GIVEN DATA:
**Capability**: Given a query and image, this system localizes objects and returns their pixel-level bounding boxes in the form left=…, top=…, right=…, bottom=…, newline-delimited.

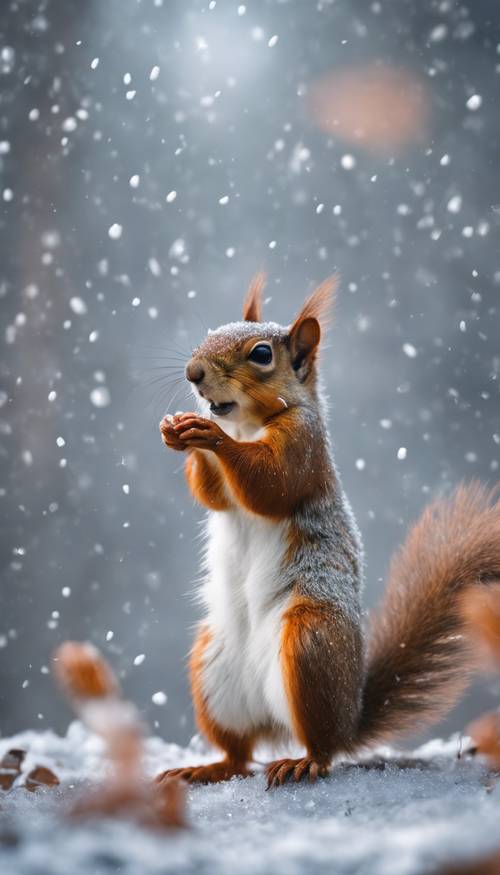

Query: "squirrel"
left=157, top=272, right=500, bottom=788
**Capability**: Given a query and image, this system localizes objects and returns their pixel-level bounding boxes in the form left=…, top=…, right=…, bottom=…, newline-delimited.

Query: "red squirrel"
left=157, top=273, right=500, bottom=788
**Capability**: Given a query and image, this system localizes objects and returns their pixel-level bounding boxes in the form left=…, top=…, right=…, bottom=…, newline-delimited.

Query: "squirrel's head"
left=185, top=273, right=337, bottom=425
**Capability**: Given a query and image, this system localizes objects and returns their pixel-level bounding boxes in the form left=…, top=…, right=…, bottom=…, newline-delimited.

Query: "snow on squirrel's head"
left=185, top=272, right=337, bottom=424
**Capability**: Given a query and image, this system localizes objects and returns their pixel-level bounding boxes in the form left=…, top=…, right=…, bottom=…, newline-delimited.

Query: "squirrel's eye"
left=248, top=343, right=273, bottom=365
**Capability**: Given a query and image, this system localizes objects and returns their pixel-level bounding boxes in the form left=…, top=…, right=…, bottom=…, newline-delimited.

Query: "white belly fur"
left=199, top=508, right=294, bottom=735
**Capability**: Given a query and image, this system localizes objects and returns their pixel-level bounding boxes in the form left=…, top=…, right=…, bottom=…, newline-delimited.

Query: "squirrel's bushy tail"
left=357, top=483, right=500, bottom=747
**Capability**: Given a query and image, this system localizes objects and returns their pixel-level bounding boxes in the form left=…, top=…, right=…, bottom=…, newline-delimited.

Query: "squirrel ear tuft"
left=291, top=273, right=339, bottom=334
left=243, top=271, right=266, bottom=322
left=289, top=274, right=339, bottom=377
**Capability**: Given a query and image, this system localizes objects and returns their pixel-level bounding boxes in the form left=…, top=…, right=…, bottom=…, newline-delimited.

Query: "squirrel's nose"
left=186, top=361, right=205, bottom=385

AIM OF THE EXERCISE:
Excluding every picture, write out each record word for word.

RESPONSE:
**Capability**: Given a query and image, this system localizes objects and returns their pixel-level bounding boxes in the form left=…, top=…, right=…, bottom=…, newline-delimited.


Query: "squirrel"
left=157, top=272, right=500, bottom=788
**Capability**: Given a query and image, this system localizes objects and returns their pixel-level bounding boxes in the form left=…, top=…, right=…, bottom=…, newline-delimited.

Query: "red squirrel"
left=157, top=273, right=500, bottom=788
**Capability**: Given a query and image, this system localizes objects and returns their pixel-level bounding boxes in the form left=…, top=…, right=…, bottom=…, newline-delimited.

Query: "squirrel's head"
left=185, top=273, right=337, bottom=425
**Capability**: Given a query and image, this system localizes objects and returns their pixel-level bounding boxes in the form left=…, top=…, right=…, bottom=…, newline-delimited.

Query: "snow on squirrel's head"
left=185, top=272, right=337, bottom=424
**Capability**: Given a query and image, this system localizes objects and returns their pixel-level bounding boxes in the form left=…, top=…, right=…, bottom=…, newline-delimited.

Query: "squirrel's eye"
left=248, top=343, right=273, bottom=365
**Capability**: Given a query and image, this system localizes objects and returns their pixel-level bounding boxes in the form left=…, top=…, right=…, bottom=…, newline-delimited.

Query: "white belly fur"
left=199, top=508, right=294, bottom=735
**Capability**: Given a query and image, this system localizes objects and returns their pixel-level bounding boxes in the form left=…, top=…, right=…, bottom=…, newline-delimited.

Query: "squirrel's bushy tail"
left=357, top=483, right=500, bottom=747
**Capability**: Given a query and image, this system localizes objects and returns their pixel-level bounding boxes in the form left=…, top=…, right=…, bottom=…, newline-delimited.

Query: "squirrel ear tuft"
left=291, top=273, right=339, bottom=334
left=243, top=271, right=266, bottom=322
left=289, top=274, right=339, bottom=377
**Capability**: Given a query and image, this system localizes objects and returns their pixel-level bounding boxes in the form left=…, top=…, right=…, bottom=…, newline-delimited.

Query: "squirrel's nose"
left=186, top=361, right=205, bottom=385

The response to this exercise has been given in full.